◆ Requirement:
The stretch from the line with "Query: butterfly eye" through the line with "in [371, 287]." in the records below: write it out exactly, and nothing else.

◆ Supplied material:
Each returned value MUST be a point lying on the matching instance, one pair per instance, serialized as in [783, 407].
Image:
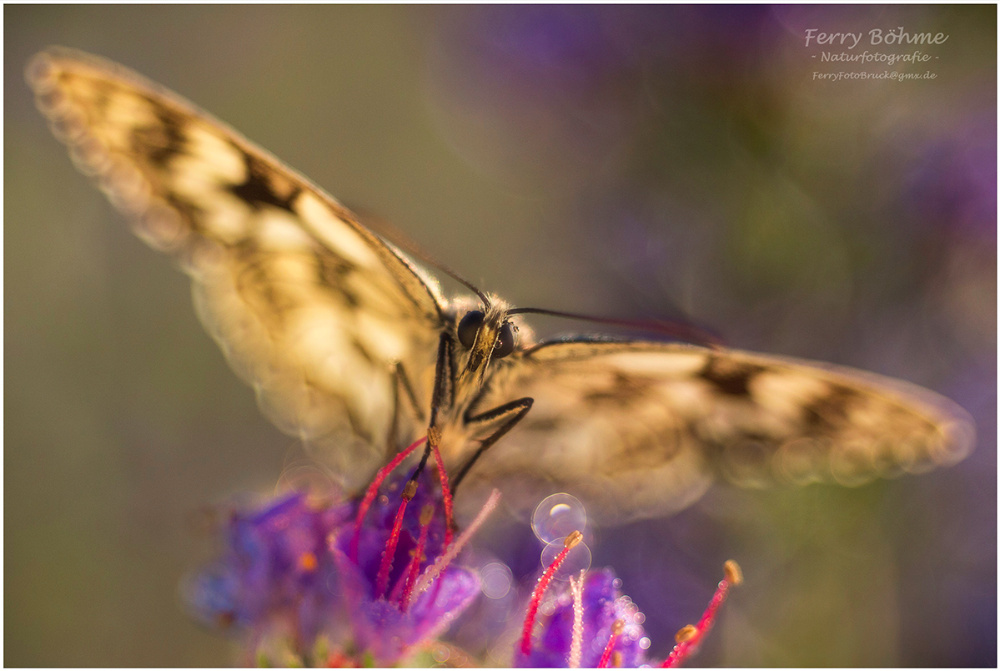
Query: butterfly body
[353, 347]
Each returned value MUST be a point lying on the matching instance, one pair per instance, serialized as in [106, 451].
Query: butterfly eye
[505, 341]
[469, 327]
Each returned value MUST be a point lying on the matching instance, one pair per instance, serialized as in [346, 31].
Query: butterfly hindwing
[640, 429]
[309, 306]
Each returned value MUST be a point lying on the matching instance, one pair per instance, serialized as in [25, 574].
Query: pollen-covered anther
[410, 490]
[686, 633]
[572, 540]
[426, 515]
[617, 627]
[308, 562]
[733, 572]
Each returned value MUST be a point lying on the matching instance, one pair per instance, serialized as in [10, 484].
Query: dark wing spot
[728, 376]
[161, 141]
[258, 190]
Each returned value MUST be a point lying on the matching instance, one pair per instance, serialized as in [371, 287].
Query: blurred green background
[630, 162]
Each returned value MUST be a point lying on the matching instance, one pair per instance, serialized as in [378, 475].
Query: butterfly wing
[641, 429]
[308, 305]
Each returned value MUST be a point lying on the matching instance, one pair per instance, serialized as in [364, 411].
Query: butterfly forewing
[640, 429]
[309, 306]
[327, 319]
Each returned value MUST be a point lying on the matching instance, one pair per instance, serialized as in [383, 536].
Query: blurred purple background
[637, 162]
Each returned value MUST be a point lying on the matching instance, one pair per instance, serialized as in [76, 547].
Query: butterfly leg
[401, 382]
[442, 398]
[508, 414]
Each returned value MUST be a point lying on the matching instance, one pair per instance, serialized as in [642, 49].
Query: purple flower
[373, 580]
[606, 614]
[594, 625]
[366, 581]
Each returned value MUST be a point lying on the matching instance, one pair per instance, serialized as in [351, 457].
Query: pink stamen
[413, 570]
[690, 637]
[543, 583]
[616, 631]
[441, 563]
[372, 492]
[382, 581]
[446, 496]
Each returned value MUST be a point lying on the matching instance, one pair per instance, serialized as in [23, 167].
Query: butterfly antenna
[392, 234]
[681, 330]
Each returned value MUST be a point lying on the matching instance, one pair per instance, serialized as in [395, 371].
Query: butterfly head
[488, 334]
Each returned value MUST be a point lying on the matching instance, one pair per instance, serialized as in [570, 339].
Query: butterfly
[354, 348]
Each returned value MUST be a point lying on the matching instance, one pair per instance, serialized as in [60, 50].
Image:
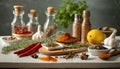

◆ Solution to this task:
Query: butterfly eye
[505, 341]
[469, 327]
Each returned value MUST be a point lying on the matching instance, one pair per instance, serialized as in [346, 31].
Query: butterfly hindwing
[640, 429]
[309, 306]
Each returned value MUST be a point lying on the matching instance, one pair per instance, serialized as in [25, 574].
Query: pollen-covered anther
[410, 490]
[686, 633]
[572, 540]
[426, 515]
[617, 627]
[308, 562]
[733, 572]
Each returned value MUST be a point lying on the matching instance, one pair per instance, serialized as in [10, 484].
Query: dark wing spot
[728, 376]
[161, 141]
[258, 190]
Each returned value MUST be a point lying on the matching instance, one pair per instance, serialized as in [371, 287].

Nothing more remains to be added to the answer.